● GIVEN REQUEST:
Switch "one keypoint per instance" to "a single point per instance" throughout the records below, and give every line again with nothing else changed.

########################################

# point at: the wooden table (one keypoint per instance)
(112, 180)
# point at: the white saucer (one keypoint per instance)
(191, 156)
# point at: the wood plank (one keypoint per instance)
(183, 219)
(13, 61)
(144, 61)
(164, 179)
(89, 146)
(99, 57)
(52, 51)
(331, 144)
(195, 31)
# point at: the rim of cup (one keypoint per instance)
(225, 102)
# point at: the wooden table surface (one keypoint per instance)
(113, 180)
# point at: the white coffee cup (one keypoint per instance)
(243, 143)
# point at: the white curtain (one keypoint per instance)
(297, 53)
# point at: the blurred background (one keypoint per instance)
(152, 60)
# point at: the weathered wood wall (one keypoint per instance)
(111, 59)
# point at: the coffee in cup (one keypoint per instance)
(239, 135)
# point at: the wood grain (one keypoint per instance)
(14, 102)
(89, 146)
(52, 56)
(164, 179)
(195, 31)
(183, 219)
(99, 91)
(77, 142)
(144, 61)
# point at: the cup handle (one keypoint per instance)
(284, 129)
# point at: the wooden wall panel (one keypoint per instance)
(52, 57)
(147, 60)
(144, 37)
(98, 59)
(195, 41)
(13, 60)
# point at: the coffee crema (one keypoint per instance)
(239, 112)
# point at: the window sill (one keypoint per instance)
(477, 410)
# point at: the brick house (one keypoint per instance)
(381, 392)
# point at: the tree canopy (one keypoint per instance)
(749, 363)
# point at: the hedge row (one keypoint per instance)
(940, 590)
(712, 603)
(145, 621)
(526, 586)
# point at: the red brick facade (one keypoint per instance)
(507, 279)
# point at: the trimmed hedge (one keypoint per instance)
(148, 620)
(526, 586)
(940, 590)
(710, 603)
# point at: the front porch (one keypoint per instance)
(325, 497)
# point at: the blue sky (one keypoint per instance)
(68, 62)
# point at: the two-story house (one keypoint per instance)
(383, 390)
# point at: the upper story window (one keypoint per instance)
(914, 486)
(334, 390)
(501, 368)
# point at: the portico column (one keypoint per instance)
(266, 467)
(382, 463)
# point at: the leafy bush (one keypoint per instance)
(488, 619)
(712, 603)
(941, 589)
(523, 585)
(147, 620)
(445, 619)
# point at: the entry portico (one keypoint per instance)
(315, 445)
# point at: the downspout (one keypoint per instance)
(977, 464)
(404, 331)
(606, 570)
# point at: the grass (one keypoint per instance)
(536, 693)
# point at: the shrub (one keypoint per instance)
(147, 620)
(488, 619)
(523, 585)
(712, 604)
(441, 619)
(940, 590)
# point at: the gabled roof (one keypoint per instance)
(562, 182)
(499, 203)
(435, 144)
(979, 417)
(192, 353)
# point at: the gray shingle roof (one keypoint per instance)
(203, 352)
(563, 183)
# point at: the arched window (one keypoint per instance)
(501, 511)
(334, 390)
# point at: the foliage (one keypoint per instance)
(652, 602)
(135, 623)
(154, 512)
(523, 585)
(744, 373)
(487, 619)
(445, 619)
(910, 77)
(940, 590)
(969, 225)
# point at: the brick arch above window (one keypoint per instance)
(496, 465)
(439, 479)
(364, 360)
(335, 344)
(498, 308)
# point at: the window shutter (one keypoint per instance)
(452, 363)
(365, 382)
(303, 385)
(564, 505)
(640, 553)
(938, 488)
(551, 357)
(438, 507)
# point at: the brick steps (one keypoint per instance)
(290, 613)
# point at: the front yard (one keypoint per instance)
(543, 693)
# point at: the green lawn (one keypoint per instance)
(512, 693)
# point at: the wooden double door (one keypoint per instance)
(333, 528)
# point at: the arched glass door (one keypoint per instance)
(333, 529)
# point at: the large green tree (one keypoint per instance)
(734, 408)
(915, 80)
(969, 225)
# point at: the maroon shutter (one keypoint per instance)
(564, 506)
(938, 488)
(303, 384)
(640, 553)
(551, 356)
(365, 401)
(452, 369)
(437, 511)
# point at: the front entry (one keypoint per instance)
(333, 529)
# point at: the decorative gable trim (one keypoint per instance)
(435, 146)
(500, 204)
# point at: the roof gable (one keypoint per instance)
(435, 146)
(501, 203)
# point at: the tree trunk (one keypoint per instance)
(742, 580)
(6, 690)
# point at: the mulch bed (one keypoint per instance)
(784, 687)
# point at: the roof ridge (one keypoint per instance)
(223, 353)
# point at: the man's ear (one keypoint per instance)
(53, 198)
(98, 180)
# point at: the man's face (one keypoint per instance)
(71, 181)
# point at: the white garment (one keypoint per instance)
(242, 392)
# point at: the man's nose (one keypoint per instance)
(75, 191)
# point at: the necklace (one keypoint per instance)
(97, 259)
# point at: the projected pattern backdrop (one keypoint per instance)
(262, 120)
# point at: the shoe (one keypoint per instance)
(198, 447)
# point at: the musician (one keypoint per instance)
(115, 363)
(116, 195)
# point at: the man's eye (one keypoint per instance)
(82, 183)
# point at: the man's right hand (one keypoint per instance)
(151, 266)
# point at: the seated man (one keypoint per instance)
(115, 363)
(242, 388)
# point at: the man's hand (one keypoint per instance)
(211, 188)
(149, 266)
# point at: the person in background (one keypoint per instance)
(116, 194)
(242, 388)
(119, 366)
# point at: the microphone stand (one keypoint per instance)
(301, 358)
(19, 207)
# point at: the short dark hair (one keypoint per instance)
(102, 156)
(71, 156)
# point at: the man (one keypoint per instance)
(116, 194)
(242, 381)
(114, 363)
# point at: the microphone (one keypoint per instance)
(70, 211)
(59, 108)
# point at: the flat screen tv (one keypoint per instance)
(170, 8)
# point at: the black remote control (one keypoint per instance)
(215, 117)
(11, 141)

########################################

● TASK OUTPUT:
# point at: the wooden table (a single point per instance)
(112, 180)
# point at: the white saucer (a single point per instance)
(191, 156)
# point at: the wood plank (a single point per instance)
(183, 219)
(13, 61)
(144, 61)
(164, 179)
(89, 146)
(99, 57)
(52, 51)
(331, 144)
(195, 31)
# point at: the rim of cup (a single point per instance)
(225, 102)
# point at: the wooden table surface (a single point per instance)
(113, 180)
# point at: the white coffee cup (a single point per instance)
(243, 143)
# point at: the white curtain (a single point per instance)
(297, 53)
# point at: the blurred background (a single point per instance)
(152, 60)
# point at: the weathered wood wall (a single point per instance)
(111, 59)
# point at: the coffee in cup (a single point per instance)
(239, 135)
# point at: the wood grain (a single point per instance)
(14, 102)
(89, 146)
(52, 56)
(164, 179)
(195, 31)
(183, 219)
(99, 91)
(77, 142)
(144, 61)
# point at: the cup handle (a single point per instance)
(284, 129)
# point at: the wooden wall panel (a single point per instance)
(52, 57)
(147, 60)
(144, 37)
(98, 59)
(195, 41)
(13, 60)
# point at: the coffee crema (a single point per instance)
(239, 112)
# point at: the window sill (a single point per instance)
(477, 410)
# point at: the brick house (a single point per instance)
(381, 392)
# point at: the tree canopy (a single point per instance)
(749, 363)
# point at: the hedge row (a single point per instance)
(940, 590)
(712, 603)
(145, 621)
(526, 586)
# point at: the red brick facade (a single point per instance)
(507, 279)
# point at: the trimmed hedge (a single point per instance)
(148, 620)
(526, 586)
(940, 590)
(710, 603)
# point at: the front porch (a single point per instance)
(325, 497)
# point at: the blue sky (a single point per instance)
(68, 62)
# point at: the two-story house (a single point per instance)
(383, 390)
# point at: the upper story window (a single point per instance)
(914, 486)
(334, 390)
(501, 368)
# point at: the portico column (a single point per instance)
(266, 467)
(382, 463)
# point at: the leafy bush (a single point per instance)
(488, 619)
(712, 603)
(941, 589)
(523, 585)
(147, 620)
(445, 619)
# point at: the entry portico (a single point per instance)
(315, 445)
# point at: the downspout (a single point per instance)
(977, 464)
(404, 331)
(606, 570)
# point at: the grass (a single point per instance)
(536, 693)
# point at: the shrub (a single point per instance)
(147, 620)
(488, 619)
(523, 585)
(712, 604)
(441, 619)
(940, 590)
# point at: the gabled roof (a single point per instance)
(562, 182)
(499, 203)
(435, 144)
(979, 417)
(192, 353)
# point at: the gray shingle roof (a single point per instance)
(203, 352)
(563, 183)
# point at: the arched window (a single point per instance)
(501, 511)
(334, 390)
# point at: the foliage (a single point per instance)
(652, 602)
(135, 623)
(154, 512)
(523, 585)
(744, 373)
(487, 619)
(445, 619)
(910, 77)
(940, 590)
(969, 225)
# point at: the brick arch above window (a single point per instance)
(496, 465)
(439, 479)
(364, 360)
(335, 344)
(498, 308)
# point at: the window shutter (a single point per instance)
(452, 363)
(365, 382)
(303, 385)
(564, 505)
(640, 553)
(938, 488)
(551, 357)
(438, 507)
# point at: the brick steps (a single point per instance)
(290, 613)
# point at: the front yard (a single point per instance)
(543, 693)
# point at: the green lawn (a single point per instance)
(512, 693)
# point at: the wooden double door (a single point per instance)
(333, 528)
# point at: the arched glass door (a single point per instance)
(333, 529)
# point at: the large green tree (a single point per instance)
(734, 408)
(915, 80)
(969, 225)
# point at: the maroon shutter (a single point per instance)
(564, 506)
(938, 488)
(303, 384)
(640, 553)
(551, 356)
(365, 401)
(452, 369)
(437, 511)
# point at: the front entry (a single point per instance)
(333, 529)
# point at: the decorative gable trim (a single point per instance)
(435, 146)
(500, 204)
# point at: the roof gable (a single point per instance)
(435, 146)
(501, 203)
# point at: the tree trunk (a single point per instance)
(742, 580)
(6, 690)
# point at: the mulch bed (a single point per instance)
(784, 687)
# point at: the roof ridge (a single point per instance)
(223, 353)
# point at: the man's ear (a single point per instance)
(53, 198)
(98, 180)
# point at: the man's face (a single point per instance)
(71, 181)
# point at: the white garment (a single point per instance)
(242, 392)
# point at: the man's nose (a single point per instance)
(75, 191)
# point at: the necklace (a single point per instance)
(97, 259)
# point at: the projected pattern backdrop (a single point per instance)
(262, 120)
# point at: the shoe (a single point per instance)
(198, 447)
# point at: the musician (a single point per instance)
(115, 363)
(116, 195)
# point at: the man's eye (a single point per instance)
(82, 183)
# point at: the man's right hand (a single point per instance)
(151, 266)
# point at: the seated man (a single point per instance)
(115, 363)
(242, 388)
# point at: the man's hand (a single point per instance)
(211, 188)
(149, 266)
# point at: the person in background (a single point per instance)
(116, 194)
(242, 388)
(119, 366)
# point at: the microphone stand (a single point per instance)
(301, 358)
(19, 207)
# point at: the short dark hair (a single point per instance)
(102, 156)
(71, 156)
# point at: the man (a single point per instance)
(116, 194)
(242, 381)
(114, 363)
# point at: the microphone (a single point per instance)
(70, 211)
(59, 108)
# point at: the flat screen tv (a single point per instance)
(170, 8)
# point at: the black remote control (a single point per instance)
(215, 117)
(11, 141)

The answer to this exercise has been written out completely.